Aloha was built in 1910 at the Fore River Shipyard in Quincy, Massachusetts, designed by James long-time friend and master mariner Peleoman Bezanson and was acquired by the U.S. Navy during the First World War. Commissioned as in 1917, she served as the flagship for the inspector of Naval Districts, East Coast, Rear Admiral Cameron McRae Winslow. After the war ended, the Navy returned Aloha to James in January 1919.

From 1921 to 1922 James took Aloha on an around-the-world tour and used her to visit Europe several times thereafter. James personally supervised the crew in their operation of the yacht, alongside master mariner Peleoman Bezanson who spent a generation as first mate and captain of the two Alohas. Aloha was scrapped in 1938.

★ ★ ★ ★

■ Tasks and exercises
1: Retype the passage about the yacht Aloha from "Aloha was built" up to and including "scrapped in 1938.".
2: Write the next part of the passage about the yacht Aloha, picking up after its final sentence.

■ Record excerpts
★ ★ ★ ★

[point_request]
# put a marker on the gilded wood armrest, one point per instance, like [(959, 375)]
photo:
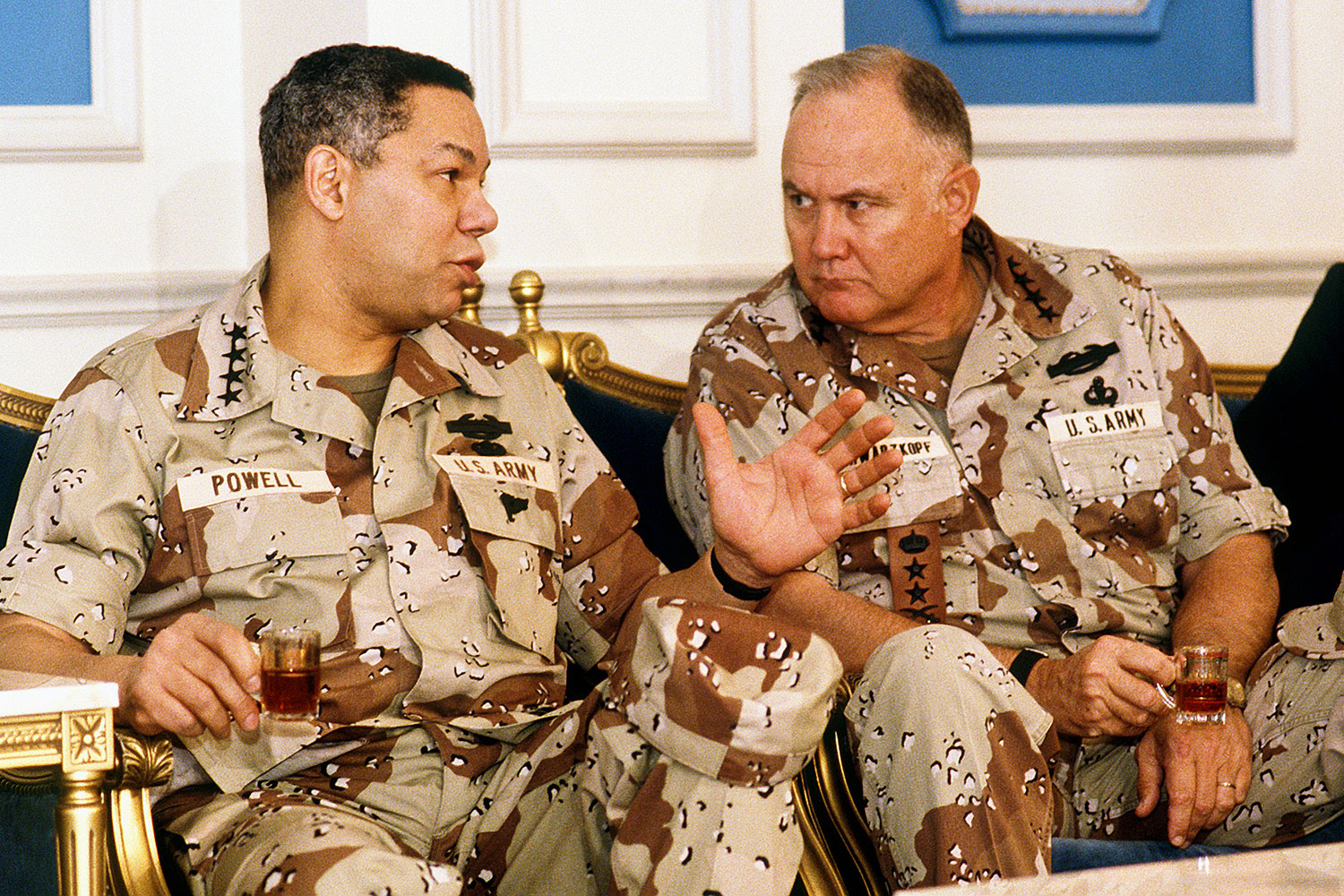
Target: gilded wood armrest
[(142, 763), (839, 857)]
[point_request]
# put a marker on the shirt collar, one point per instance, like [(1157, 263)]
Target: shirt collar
[(234, 370)]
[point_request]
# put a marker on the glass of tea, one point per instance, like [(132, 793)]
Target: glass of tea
[(289, 672), (1202, 684)]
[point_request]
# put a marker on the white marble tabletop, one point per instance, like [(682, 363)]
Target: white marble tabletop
[(26, 694), (1293, 871)]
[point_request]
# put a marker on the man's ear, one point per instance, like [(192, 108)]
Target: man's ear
[(327, 180), (957, 195)]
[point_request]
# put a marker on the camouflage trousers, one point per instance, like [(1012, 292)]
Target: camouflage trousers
[(965, 778), (618, 794)]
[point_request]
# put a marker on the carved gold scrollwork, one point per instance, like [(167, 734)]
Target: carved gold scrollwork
[(144, 762), (86, 739)]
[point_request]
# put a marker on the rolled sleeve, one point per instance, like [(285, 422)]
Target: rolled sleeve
[(80, 538)]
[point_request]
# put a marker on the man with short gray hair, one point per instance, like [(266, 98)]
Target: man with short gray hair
[(1070, 509)]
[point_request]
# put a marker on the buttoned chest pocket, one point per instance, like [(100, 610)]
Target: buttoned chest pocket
[(515, 528), (1112, 452), (288, 544), (925, 487)]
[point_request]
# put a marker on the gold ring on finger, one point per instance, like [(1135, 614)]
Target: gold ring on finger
[(844, 487)]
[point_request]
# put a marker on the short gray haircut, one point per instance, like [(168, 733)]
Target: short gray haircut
[(929, 96)]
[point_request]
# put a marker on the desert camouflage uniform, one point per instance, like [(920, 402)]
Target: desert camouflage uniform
[(1048, 495), (454, 559)]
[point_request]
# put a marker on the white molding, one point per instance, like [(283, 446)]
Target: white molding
[(109, 126), (105, 298), (1261, 125), (723, 124), (631, 292)]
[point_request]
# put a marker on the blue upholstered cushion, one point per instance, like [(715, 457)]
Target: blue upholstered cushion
[(632, 440), (15, 452)]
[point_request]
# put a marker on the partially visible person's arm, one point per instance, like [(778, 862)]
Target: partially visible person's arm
[(198, 673), (1231, 598)]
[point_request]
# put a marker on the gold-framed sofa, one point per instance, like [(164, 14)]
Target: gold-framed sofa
[(628, 413)]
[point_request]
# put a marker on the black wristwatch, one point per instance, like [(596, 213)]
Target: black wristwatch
[(1024, 662)]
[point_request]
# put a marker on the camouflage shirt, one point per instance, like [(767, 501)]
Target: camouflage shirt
[(1074, 462), (451, 557)]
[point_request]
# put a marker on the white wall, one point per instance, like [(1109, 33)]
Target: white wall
[(637, 245)]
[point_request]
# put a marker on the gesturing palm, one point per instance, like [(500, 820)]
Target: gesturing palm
[(780, 512)]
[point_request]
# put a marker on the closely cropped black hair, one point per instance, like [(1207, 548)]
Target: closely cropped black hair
[(349, 96)]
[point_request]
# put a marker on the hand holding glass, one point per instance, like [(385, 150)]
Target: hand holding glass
[(1201, 684)]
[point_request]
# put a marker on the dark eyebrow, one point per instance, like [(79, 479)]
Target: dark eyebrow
[(462, 152)]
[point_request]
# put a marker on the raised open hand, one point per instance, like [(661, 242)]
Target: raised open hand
[(780, 512)]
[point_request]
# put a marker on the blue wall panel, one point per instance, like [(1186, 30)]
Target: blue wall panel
[(1203, 56), (45, 53)]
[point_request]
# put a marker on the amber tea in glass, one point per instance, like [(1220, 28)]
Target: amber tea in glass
[(289, 673), (1202, 684)]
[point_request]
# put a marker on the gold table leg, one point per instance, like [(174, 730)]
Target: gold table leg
[(81, 834)]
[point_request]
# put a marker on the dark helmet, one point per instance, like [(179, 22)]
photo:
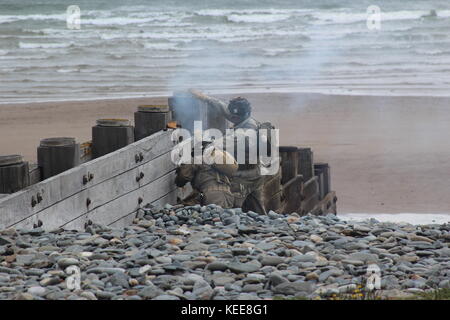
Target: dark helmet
[(240, 107)]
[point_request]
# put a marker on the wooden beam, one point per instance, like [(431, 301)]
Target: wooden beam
[(305, 163), (126, 204), (88, 200), (126, 220), (17, 207)]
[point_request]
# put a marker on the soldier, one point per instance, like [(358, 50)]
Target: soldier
[(247, 183), (210, 181)]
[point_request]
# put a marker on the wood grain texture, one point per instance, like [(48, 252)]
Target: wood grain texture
[(17, 207)]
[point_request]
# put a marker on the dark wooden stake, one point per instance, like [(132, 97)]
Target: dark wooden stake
[(150, 119), (56, 155), (305, 163), (110, 135), (13, 174), (289, 163)]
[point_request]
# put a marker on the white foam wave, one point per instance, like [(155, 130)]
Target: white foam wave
[(39, 17), (258, 18), (162, 46), (227, 12), (348, 17), (272, 52), (120, 21)]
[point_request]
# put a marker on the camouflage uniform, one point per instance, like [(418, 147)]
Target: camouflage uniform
[(247, 183)]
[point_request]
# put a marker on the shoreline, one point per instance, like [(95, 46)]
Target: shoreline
[(387, 154), (370, 92)]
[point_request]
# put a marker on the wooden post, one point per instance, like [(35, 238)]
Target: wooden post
[(319, 174), (305, 163), (289, 163), (109, 135), (56, 155), (272, 192), (150, 119), (14, 174)]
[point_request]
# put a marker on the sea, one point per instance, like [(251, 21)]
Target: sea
[(53, 50)]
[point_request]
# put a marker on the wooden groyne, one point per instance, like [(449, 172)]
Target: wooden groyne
[(71, 187)]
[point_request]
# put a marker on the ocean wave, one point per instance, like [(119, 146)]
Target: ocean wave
[(227, 12), (121, 21), (38, 17), (273, 52), (432, 52), (24, 45), (347, 17)]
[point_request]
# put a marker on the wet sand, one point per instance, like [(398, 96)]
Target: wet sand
[(387, 154)]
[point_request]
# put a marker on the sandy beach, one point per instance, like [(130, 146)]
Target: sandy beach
[(387, 154)]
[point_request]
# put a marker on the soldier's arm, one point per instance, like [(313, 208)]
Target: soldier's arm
[(248, 174), (219, 105)]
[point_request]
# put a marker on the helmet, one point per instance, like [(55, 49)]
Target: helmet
[(239, 107)]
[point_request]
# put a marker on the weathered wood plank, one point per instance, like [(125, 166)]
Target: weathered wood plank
[(107, 139), (100, 194), (292, 191), (127, 204), (289, 163), (310, 187), (17, 206), (34, 173), (305, 163), (14, 177)]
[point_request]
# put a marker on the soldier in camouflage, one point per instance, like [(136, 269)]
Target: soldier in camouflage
[(247, 182), (210, 181)]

★ ★ ★ ★

■ Expected results
1:
Aloha was built in 1910 at the Fore River Shipyard in Quincy, Massachusetts, designed by James long-time friend and master mariner Peleoman Bezanson and was acquired by the U.S. Navy during the First World War. Commissioned as in 1917, she served as the flagship for the inspector of Naval Districts, East Coast, Rear Admiral Cameron McRae Winslow. After the war ended, the Navy returned Aloha to James in January 1919.

From 1921 to 1922 James took Aloha on an around-the-world tour and used her to visit Europe several times thereafter. James personally supervised the crew in their operation of the yacht, alongside master mariner Peleoman Bezanson who spent a generation as first mate and captain of the two Alohas. Aloha was scrapped in 1938.

2:
As James did not own waterfront property in Newport, he purchased a narrow right-of-way off Harrison Avenue leading to Brenton Cove, where he built a dock and a boathouse for Aloha. The property is named Aloha Landing. Due to the tight confines of the property, James is rumored to have installed a turntable in the boathouse to turn his car around.

==Death==
James died on June 4, 1941, just weeks after the death of his wife. He left about $38 million, of which over $25 million were put in trust to the James Foundation, for use in charitable, religious, and education institutions. The terms were such that the money had to be distributed within 25 years of his death.